## Work to complete:
Reproduce the records word for word, from their first line through the line that contains "[[1,152],[0,204],[226,204],[235,200],[231,153]]".
[Entries provided start]
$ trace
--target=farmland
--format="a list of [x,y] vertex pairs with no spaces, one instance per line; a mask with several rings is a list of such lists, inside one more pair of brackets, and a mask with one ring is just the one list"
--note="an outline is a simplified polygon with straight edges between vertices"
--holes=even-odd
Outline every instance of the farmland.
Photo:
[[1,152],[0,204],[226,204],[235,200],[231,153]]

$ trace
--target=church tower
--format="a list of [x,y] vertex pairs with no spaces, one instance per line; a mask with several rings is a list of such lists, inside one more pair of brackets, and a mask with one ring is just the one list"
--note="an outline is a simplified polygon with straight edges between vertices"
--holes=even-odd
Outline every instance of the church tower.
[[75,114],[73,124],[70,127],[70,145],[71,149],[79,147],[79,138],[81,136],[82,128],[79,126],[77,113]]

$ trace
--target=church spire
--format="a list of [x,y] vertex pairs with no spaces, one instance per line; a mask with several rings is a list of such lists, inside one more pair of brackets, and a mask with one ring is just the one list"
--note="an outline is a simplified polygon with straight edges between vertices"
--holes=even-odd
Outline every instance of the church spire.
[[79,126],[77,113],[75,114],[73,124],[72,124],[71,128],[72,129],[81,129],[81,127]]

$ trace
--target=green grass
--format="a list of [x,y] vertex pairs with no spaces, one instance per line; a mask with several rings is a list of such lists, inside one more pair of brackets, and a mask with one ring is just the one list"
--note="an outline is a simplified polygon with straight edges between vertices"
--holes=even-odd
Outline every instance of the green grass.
[Entries provided end]
## Response to this exercise:
$ trace
--target=farmland
--format="a list of [x,y] vertex pairs with no spaces, one instance per line; a mask with several rings is a list of such lists, inside one more pair of brackets, and a mask with one ring is just the one list"
--note="an outline is a simplified polygon with straight edges between vertices"
--holes=even-odd
Outline every instance of the farmland.
Photo:
[[1,152],[0,204],[226,204],[235,200],[231,153]]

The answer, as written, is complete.